■ **Set problem**
Transcribe exactly the lines from the one holding "the bird's foot" to the end of the data below, including both of those lines and no others.

■ **Records supplied**
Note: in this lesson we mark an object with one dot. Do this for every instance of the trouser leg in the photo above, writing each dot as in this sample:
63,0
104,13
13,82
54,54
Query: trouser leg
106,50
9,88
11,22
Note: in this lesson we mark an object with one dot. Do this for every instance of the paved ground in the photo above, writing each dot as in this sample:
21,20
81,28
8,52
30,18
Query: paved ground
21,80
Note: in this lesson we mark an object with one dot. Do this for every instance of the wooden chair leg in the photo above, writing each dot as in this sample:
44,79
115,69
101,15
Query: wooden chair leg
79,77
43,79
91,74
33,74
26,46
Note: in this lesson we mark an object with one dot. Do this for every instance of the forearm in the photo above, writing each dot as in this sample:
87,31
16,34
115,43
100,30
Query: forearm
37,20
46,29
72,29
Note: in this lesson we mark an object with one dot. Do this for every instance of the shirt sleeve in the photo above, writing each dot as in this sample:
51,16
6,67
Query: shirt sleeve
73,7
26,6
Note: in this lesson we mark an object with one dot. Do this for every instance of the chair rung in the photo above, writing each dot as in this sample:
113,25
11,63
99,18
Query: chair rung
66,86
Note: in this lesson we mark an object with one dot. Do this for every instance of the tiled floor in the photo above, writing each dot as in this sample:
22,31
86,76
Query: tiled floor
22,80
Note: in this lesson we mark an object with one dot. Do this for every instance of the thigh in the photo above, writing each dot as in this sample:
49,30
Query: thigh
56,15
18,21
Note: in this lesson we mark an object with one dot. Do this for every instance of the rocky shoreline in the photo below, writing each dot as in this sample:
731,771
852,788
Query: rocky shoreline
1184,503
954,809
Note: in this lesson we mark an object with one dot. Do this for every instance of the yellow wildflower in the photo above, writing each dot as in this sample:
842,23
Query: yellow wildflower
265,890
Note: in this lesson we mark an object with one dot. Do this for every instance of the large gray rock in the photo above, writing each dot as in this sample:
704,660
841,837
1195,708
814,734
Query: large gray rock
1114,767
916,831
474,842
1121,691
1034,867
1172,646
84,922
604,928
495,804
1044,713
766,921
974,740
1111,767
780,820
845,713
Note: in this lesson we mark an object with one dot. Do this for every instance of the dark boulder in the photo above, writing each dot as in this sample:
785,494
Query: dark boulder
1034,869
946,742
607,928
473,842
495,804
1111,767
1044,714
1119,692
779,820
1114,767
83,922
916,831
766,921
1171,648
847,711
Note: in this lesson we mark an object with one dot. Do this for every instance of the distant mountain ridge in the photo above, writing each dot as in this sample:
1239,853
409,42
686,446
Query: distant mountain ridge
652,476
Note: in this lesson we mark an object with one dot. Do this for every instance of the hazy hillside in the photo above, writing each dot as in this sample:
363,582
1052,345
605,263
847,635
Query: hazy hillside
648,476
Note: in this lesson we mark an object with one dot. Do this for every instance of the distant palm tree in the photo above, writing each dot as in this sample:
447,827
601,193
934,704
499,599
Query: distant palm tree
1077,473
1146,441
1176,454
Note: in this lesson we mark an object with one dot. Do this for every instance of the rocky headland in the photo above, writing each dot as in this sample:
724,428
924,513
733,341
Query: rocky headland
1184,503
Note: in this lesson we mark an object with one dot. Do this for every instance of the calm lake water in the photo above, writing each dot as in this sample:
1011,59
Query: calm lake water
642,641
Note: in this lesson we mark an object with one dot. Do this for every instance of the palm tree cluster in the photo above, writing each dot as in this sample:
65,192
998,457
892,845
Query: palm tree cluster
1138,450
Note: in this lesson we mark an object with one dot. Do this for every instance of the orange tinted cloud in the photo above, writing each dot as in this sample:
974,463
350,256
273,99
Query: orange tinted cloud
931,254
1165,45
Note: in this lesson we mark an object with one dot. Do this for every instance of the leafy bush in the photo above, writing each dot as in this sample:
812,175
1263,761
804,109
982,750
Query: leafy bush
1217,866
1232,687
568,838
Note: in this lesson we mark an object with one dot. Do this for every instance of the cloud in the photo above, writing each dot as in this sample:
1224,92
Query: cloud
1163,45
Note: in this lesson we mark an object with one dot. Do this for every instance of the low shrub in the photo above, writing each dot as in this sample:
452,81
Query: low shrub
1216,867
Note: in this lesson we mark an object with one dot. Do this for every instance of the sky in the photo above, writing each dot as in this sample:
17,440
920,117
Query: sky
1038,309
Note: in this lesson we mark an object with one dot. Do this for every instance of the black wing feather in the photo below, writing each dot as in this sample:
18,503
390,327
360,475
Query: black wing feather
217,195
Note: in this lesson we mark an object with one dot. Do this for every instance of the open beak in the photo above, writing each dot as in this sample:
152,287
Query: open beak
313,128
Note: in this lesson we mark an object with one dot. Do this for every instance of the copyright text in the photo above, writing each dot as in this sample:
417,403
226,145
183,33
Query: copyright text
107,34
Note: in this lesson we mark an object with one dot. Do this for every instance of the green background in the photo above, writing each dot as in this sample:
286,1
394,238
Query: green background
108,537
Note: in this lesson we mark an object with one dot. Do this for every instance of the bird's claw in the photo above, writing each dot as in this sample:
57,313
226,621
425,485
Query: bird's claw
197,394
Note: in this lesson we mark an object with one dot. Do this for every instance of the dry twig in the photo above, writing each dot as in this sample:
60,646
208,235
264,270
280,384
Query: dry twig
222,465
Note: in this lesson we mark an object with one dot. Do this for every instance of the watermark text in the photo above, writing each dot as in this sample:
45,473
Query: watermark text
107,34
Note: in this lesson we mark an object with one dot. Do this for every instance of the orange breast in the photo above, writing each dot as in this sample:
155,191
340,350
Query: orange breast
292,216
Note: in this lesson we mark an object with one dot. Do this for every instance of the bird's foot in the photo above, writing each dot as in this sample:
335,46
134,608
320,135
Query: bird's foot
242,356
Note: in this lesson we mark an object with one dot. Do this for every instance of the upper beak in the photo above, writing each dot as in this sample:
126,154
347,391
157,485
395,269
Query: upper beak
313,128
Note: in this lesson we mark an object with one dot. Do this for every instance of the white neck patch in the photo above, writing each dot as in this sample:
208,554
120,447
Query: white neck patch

■ **Task result**
Note: in this lesson we mark an object with one dot. Do this for every instance of the bird's foot in the photo above, writing each dot as in this sample:
335,46
134,608
320,135
Query: bird's foot
242,356
Note: in this lesson we mark an object with one dot. Do this for every instance of the upper beak in the photo above, writing each dot as in this sample:
126,154
347,391
157,485
395,269
Query: upper beak
313,128
Note: in this lesson we mark an object with one dot. Do this for every instance of the white neck patch in the photo above, writing each dot as in this sample:
208,554
120,447
Query: white neck patch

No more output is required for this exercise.